Count the lines in the records below that contain the word "roundel", and give only that number.

▶ [SUPPLIED DATA]
** BEGIN **

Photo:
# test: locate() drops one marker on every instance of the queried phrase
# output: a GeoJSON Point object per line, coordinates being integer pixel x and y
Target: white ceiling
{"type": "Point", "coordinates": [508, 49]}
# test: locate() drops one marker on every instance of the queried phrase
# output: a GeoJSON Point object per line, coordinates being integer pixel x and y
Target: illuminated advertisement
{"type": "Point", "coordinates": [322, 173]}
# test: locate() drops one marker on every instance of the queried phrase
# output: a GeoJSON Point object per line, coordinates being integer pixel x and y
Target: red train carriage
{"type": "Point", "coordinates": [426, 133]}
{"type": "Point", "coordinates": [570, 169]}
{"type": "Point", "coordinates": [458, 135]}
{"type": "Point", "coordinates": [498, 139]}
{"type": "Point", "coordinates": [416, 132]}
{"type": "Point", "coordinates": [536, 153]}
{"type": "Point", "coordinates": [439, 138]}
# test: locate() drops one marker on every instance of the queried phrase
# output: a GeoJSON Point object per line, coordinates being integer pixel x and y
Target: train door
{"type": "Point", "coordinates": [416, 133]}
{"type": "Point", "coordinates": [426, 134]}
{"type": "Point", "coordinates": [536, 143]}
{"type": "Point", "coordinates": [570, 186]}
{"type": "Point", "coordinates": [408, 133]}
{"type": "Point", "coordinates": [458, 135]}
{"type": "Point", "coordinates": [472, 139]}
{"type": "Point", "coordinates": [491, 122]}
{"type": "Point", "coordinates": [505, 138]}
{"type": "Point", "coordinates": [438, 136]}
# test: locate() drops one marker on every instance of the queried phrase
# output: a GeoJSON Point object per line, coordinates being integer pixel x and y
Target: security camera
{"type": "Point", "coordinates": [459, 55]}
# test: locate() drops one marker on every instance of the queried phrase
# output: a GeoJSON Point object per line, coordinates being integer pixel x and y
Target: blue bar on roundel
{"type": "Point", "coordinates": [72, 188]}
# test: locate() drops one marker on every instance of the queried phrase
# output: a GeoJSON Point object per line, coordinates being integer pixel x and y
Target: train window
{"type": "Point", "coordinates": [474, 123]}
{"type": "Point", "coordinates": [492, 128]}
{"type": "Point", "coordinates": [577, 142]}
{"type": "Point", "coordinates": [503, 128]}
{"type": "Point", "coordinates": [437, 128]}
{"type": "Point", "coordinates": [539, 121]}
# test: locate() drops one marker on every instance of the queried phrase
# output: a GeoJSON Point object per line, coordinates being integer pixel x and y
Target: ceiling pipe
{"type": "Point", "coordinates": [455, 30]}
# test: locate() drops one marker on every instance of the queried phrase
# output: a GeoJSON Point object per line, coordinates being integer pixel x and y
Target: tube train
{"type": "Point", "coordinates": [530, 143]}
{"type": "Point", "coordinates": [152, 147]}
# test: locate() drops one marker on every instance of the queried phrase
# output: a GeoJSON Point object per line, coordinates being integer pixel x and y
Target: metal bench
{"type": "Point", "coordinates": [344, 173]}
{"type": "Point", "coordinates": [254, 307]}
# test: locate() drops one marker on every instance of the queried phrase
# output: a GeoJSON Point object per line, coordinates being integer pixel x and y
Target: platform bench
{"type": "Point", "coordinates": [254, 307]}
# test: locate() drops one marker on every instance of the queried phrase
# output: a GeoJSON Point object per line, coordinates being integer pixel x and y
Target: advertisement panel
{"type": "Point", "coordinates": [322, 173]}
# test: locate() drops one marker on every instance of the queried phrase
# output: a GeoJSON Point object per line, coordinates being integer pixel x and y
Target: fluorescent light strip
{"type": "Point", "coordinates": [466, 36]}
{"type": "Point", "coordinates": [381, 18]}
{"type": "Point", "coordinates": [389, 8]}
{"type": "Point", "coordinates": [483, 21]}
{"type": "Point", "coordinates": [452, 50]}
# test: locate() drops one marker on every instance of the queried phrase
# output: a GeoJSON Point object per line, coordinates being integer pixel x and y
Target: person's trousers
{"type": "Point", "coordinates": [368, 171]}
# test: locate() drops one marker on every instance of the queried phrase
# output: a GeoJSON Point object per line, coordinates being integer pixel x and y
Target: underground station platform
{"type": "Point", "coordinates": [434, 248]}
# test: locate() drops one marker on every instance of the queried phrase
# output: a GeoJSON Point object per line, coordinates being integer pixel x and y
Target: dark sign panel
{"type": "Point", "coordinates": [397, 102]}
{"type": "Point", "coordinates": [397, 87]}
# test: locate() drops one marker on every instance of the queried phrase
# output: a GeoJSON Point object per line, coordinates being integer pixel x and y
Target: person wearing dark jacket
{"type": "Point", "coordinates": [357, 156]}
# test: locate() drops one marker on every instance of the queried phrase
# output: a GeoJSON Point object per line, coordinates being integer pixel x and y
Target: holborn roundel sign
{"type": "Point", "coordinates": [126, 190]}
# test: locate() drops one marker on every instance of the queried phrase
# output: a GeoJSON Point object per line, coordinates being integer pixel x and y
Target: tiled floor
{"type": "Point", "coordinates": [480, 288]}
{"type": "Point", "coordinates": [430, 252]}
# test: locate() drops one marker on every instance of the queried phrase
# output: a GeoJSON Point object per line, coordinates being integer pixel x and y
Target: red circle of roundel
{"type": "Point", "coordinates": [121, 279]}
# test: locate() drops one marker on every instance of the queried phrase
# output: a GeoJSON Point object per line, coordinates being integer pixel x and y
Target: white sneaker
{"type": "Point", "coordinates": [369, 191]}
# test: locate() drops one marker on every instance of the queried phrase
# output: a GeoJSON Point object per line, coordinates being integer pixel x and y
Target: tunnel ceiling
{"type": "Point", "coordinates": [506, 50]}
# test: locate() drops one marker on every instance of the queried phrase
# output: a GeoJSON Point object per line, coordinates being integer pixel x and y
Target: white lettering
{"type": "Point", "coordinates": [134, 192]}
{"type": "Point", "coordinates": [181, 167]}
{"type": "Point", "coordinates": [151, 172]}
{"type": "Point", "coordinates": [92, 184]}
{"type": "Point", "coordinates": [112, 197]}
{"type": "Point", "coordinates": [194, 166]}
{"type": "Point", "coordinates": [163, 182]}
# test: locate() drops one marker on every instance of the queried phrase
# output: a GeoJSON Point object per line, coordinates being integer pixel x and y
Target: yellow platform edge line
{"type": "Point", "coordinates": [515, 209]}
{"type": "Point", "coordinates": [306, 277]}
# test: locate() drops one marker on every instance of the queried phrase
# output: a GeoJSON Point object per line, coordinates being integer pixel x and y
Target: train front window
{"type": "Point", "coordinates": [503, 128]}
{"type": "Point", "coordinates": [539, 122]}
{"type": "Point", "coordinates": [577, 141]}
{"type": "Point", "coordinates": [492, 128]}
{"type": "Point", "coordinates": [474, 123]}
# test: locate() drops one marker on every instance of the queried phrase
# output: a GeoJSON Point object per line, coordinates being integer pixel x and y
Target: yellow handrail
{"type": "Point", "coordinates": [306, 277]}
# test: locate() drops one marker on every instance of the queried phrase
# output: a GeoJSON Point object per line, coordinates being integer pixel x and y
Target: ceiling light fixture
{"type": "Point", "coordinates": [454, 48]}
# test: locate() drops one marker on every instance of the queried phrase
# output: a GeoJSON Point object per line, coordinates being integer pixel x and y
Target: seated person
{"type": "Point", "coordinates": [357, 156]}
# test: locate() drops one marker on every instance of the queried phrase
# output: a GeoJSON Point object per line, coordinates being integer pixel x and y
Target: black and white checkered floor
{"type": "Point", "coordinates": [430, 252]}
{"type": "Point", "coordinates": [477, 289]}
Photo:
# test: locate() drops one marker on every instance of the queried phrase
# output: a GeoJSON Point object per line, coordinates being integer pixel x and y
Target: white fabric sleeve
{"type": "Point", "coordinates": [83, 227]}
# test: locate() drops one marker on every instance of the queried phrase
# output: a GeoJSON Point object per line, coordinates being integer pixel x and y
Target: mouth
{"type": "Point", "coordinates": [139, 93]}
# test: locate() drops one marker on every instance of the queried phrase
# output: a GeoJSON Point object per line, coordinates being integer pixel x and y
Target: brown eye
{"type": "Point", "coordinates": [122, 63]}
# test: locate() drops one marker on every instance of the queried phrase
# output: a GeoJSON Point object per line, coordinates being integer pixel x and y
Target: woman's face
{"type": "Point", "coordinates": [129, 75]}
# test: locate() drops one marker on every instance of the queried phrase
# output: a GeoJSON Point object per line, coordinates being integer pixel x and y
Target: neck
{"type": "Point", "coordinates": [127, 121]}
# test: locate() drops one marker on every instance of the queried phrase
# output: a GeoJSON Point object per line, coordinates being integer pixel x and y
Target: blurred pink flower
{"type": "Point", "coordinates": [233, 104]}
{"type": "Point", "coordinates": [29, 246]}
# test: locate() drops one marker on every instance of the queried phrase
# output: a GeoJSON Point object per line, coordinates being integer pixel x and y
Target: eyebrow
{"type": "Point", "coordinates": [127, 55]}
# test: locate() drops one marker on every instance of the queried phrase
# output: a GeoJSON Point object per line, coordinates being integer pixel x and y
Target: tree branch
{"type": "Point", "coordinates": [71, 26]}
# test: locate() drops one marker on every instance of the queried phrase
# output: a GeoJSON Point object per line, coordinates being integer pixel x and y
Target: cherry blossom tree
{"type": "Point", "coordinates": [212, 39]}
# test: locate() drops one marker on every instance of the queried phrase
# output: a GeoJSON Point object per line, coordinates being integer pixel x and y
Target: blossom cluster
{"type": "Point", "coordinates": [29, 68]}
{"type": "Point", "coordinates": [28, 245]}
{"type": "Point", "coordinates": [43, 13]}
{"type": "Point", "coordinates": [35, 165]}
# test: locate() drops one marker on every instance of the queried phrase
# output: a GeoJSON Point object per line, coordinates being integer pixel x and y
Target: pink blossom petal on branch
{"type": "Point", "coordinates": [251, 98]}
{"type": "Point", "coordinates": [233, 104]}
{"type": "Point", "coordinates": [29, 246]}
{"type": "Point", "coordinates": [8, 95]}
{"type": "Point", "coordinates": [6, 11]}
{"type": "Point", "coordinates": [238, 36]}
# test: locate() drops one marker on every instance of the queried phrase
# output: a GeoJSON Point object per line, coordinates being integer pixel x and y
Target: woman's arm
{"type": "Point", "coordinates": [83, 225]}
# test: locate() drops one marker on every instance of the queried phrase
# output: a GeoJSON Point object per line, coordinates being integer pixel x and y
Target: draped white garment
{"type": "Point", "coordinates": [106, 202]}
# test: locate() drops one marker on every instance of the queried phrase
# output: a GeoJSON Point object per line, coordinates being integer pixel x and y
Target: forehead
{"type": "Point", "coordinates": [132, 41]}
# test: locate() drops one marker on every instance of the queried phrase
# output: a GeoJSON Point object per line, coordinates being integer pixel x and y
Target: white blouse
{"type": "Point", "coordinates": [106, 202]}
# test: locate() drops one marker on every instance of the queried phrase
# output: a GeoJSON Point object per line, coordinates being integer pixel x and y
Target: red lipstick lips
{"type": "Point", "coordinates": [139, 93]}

** END **

▶ [REPLY TO THE EXERCISE]
3